- WHAT YOU HAVE TO DO:
Set down exactly the lines of the listing below, please, beginning with the first and ending with the line that holds "Highlight snow bank.".

- LISTED ENTRIES:
——————————

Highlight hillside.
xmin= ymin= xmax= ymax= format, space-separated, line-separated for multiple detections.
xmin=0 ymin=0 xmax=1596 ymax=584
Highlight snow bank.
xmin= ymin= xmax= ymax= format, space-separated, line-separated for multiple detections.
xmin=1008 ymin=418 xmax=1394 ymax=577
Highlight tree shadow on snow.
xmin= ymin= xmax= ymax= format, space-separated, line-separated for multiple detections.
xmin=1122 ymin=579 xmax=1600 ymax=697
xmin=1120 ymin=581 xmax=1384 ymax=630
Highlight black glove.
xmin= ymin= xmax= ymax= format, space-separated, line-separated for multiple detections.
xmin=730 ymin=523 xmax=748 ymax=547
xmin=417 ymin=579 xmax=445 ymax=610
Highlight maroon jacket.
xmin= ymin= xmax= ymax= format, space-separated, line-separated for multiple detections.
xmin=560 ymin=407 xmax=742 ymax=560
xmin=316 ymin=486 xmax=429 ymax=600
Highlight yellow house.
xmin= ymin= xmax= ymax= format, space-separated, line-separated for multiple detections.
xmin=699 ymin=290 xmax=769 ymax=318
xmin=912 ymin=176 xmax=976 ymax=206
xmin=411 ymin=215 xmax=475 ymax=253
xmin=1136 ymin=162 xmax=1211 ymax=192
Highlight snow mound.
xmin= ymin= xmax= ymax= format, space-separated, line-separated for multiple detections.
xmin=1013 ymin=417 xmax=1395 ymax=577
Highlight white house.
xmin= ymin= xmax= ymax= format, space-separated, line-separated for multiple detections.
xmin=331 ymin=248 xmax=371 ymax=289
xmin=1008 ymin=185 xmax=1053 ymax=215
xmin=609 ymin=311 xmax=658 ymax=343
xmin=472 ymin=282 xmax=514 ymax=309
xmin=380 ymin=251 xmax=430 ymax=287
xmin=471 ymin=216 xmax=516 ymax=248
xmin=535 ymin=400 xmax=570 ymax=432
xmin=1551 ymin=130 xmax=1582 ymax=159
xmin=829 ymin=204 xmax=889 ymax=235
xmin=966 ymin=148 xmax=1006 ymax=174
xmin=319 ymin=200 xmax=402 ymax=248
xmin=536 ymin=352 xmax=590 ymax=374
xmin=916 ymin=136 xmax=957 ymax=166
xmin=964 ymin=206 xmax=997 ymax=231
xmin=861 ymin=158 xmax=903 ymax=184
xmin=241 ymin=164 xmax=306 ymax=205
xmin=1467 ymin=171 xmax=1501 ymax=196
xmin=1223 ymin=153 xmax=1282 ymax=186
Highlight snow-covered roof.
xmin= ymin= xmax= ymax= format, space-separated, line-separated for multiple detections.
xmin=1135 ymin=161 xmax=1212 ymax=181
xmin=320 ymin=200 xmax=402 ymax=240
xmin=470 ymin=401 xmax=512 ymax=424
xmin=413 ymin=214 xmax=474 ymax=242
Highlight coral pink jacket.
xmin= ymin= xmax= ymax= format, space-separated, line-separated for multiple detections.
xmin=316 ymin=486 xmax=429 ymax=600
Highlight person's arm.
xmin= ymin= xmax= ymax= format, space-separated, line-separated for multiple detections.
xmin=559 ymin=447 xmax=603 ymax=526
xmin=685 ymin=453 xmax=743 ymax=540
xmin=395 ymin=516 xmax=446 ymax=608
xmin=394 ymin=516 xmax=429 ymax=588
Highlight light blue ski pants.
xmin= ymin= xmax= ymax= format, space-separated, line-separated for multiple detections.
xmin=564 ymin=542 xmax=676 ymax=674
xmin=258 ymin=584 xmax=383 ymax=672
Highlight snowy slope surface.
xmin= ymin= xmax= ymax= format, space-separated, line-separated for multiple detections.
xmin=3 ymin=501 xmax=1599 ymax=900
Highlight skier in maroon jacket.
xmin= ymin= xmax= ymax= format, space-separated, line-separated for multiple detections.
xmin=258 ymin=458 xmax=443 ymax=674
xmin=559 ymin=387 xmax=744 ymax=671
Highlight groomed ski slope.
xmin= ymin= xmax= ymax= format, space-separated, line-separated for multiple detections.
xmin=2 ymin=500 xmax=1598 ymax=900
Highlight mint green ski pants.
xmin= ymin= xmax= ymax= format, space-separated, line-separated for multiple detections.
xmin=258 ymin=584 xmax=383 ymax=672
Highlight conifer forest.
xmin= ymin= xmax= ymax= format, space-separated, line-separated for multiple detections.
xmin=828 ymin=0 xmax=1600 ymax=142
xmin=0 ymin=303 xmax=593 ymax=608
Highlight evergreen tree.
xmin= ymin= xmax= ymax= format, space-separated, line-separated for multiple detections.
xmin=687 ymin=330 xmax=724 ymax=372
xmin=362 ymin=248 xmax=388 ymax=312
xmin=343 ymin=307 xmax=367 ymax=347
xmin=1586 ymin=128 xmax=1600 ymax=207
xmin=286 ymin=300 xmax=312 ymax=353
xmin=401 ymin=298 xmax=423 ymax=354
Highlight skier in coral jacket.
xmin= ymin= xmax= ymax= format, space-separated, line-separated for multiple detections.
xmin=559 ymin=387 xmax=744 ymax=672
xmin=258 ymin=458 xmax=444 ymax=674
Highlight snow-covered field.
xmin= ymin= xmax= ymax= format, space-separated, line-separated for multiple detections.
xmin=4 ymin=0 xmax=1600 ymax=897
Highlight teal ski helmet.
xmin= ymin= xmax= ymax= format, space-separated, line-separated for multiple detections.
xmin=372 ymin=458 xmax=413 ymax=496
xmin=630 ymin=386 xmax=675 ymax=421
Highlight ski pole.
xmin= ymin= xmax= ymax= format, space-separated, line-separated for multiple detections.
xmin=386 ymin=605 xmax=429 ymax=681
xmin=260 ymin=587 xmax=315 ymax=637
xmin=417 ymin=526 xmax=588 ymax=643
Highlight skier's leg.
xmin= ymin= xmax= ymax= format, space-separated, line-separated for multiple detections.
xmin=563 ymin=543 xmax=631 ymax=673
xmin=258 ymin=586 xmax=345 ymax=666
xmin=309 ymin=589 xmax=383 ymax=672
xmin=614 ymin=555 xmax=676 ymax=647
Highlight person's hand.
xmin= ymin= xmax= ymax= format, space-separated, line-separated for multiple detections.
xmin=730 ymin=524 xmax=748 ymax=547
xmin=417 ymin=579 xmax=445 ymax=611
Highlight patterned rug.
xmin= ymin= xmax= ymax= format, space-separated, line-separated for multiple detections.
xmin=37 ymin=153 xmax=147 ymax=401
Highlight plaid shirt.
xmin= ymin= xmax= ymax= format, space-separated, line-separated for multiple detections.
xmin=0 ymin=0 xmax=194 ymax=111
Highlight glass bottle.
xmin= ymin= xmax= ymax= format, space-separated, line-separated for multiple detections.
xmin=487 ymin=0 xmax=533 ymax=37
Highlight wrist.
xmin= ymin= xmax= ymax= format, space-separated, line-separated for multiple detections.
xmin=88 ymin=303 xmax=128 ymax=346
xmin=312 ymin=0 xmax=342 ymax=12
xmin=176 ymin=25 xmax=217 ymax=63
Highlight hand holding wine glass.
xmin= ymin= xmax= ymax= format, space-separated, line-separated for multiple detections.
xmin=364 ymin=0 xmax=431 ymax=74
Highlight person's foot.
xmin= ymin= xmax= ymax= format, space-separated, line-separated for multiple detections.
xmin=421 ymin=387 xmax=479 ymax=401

——————————

- ANSWER TO THE PROBLEM:
Highlight hillside.
xmin= ymin= xmax= ymax= format, space-separated, line-separated for multiple detections.
xmin=0 ymin=0 xmax=1596 ymax=584
Highlight snow bank.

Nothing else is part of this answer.